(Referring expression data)

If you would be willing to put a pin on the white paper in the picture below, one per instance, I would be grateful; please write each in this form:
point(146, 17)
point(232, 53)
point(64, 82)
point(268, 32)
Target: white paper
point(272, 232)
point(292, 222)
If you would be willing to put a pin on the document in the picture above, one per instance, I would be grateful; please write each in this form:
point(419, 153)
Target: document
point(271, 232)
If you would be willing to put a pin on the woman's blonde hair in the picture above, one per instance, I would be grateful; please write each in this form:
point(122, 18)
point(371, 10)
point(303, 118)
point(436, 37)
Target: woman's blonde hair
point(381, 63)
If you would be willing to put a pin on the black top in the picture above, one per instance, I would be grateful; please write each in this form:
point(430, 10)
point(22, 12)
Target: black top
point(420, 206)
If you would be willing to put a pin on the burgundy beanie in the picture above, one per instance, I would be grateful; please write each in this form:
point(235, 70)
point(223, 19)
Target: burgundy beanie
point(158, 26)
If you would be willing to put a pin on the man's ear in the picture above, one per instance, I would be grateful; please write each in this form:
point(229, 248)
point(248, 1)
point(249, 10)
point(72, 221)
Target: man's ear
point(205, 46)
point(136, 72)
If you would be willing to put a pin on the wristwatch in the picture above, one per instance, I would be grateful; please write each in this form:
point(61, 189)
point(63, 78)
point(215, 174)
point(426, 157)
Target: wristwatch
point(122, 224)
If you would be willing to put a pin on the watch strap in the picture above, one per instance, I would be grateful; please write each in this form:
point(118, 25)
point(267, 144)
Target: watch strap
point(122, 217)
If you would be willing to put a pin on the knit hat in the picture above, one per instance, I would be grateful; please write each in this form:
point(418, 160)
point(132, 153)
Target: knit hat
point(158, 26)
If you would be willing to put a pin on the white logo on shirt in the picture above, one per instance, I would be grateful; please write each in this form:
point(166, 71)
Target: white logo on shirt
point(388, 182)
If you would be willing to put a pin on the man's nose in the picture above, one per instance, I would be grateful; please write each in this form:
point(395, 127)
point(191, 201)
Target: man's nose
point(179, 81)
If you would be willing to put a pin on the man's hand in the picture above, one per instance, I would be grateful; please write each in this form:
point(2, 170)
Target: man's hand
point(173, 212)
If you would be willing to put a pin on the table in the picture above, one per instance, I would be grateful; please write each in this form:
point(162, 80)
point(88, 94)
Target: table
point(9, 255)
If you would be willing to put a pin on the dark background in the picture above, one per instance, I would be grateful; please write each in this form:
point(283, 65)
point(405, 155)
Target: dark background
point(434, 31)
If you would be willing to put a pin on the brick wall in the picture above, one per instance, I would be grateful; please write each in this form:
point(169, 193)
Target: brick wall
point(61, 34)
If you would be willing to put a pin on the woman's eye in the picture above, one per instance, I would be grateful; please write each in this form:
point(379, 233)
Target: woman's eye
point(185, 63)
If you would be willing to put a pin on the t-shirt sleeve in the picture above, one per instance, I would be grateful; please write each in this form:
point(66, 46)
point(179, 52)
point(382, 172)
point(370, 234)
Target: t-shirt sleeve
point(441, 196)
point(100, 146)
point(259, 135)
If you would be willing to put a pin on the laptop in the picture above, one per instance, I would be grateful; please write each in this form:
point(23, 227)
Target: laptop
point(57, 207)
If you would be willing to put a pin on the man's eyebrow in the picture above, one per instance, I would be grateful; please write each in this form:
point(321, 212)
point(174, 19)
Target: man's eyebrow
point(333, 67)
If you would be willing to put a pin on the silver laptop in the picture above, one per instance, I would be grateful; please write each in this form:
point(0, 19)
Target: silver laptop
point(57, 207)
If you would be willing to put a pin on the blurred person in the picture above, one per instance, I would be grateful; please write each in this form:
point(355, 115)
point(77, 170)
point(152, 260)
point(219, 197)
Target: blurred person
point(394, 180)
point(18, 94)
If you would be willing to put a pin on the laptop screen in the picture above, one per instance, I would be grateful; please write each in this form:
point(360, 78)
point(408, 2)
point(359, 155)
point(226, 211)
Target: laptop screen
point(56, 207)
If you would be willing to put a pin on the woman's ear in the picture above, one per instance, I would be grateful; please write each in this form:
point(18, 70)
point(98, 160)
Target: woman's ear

## TASK GOAL:
None of the records may be left out; each is to be restated exactly.

## RESPONSE AREA:
If you would be willing to put a pin on the white paper in the picture below, one per instance, I would be grateful; please write each in this form:
point(146, 17)
point(232, 53)
point(64, 82)
point(268, 32)
Target: white paper
point(272, 232)
point(292, 222)
If you would be willing to put a pin on the document in the picture above, one per instance, I would be grateful; please write each in this form:
point(419, 153)
Target: document
point(271, 232)
If you would be willing to put a pin on the woman's blonde hair in the picture above, one per instance, I would be grateful; please write each in this form:
point(122, 18)
point(371, 10)
point(303, 118)
point(436, 37)
Target: woman's blonde hair
point(381, 63)
If you would be willing to put a pin on the black top in the picture above, one per instance, I would be grateful; please write each in this form:
point(430, 10)
point(22, 12)
Target: black top
point(420, 206)
If you would be willing to put a pin on the burgundy beanie in the picture above, one per instance, I would be grateful; please write each in this form:
point(235, 70)
point(223, 19)
Target: burgundy beanie
point(158, 26)
If you would be willing to put a pin on the man's ear in the picture above, one per instance, I would be grateful; please write each in this form:
point(229, 248)
point(248, 1)
point(249, 10)
point(72, 221)
Target: man's ear
point(205, 46)
point(136, 72)
If you would be willing to put a pin on the wristwatch in the picture above, one per instance, I would be grateful; please write each in this form:
point(61, 189)
point(63, 78)
point(215, 174)
point(426, 157)
Target: wristwatch
point(122, 224)
If you would be willing to put a pin on the watch strap in the picture above, one per instance, I would be grateful; please write each in this form:
point(118, 25)
point(267, 144)
Target: watch strap
point(122, 217)
If you would be willing to put a pin on the knit hat in the picture above, one per instance, I would be grateful; please write each in this form:
point(418, 160)
point(132, 153)
Target: knit hat
point(158, 26)
If you would be willing to put a pin on the white logo on shirt in the picture above, one per instance, I would be grateful; please write each in this form:
point(166, 71)
Target: white logo on shirt
point(388, 182)
If you would be willing to put a pin on the man's nose in the picture above, one per instance, I would be grateful; please write each in this form:
point(395, 127)
point(191, 201)
Target: man's nose
point(179, 81)
If you would be willing to put a pin on the man's hand in the picture above, one per instance, I would be grateful; please write each in this form:
point(2, 170)
Target: man's hand
point(173, 212)
If you would be willing to put a pin on the table in the picture above, one per instance, I would be grateful; please write each in this form:
point(162, 80)
point(88, 94)
Target: table
point(9, 255)
If you would be willing to put a pin on the dark background in the picture above, one per instance, I would be grateful; please write each in this form:
point(283, 65)
point(405, 155)
Target: dark background
point(434, 31)
If you would be willing to put a pin on the brick wall in the picture above, one per instance, I would be grateful; please write each in this form:
point(169, 193)
Target: brick wall
point(61, 34)
If you would be willing to put a pin on the woman's eye in the picture above, one per instance, I would be grateful; please write each in this form:
point(379, 233)
Target: woman's eye
point(185, 63)
If you would be willing to put a pin on the t-shirt sleeve in the picture above, one per instance, I would be grateful; please write each in this form:
point(66, 46)
point(179, 52)
point(382, 172)
point(370, 234)
Target: t-shirt sleeve
point(441, 196)
point(100, 146)
point(259, 135)
If you would be willing to put a pin on the laptop in the picture above, one per instance, I would be grateful; please write each in this form:
point(23, 227)
Target: laptop
point(57, 207)
If you would be willing to put a pin on the man's eyebrow in the picture above, one per instance, I would be grateful; please write each in this form:
point(321, 212)
point(174, 19)
Target: man's eyebrow
point(333, 67)
If you would be willing to put a pin on the silver laptop in the picture above, one per instance, I would be grateful; please write each in this form:
point(0, 19)
Target: silver laptop
point(57, 207)
If you would be willing to put a pin on the blurred person in the picture above, one per instance, I would be grateful; please write each in this form:
point(355, 115)
point(77, 170)
point(152, 260)
point(219, 197)
Target: blurred person
point(394, 180)
point(18, 94)
If you would be willing to put a pin on the laptop screen in the picture above, one per instance, I would be grateful; please write each in this form:
point(360, 78)
point(408, 2)
point(359, 155)
point(226, 211)
Target: laptop screen
point(56, 207)
If you would be willing to put a pin on the woman's ear in the picture above, one per instance, I would be grateful; please write each in this form:
point(18, 70)
point(98, 160)
Target: woman's ear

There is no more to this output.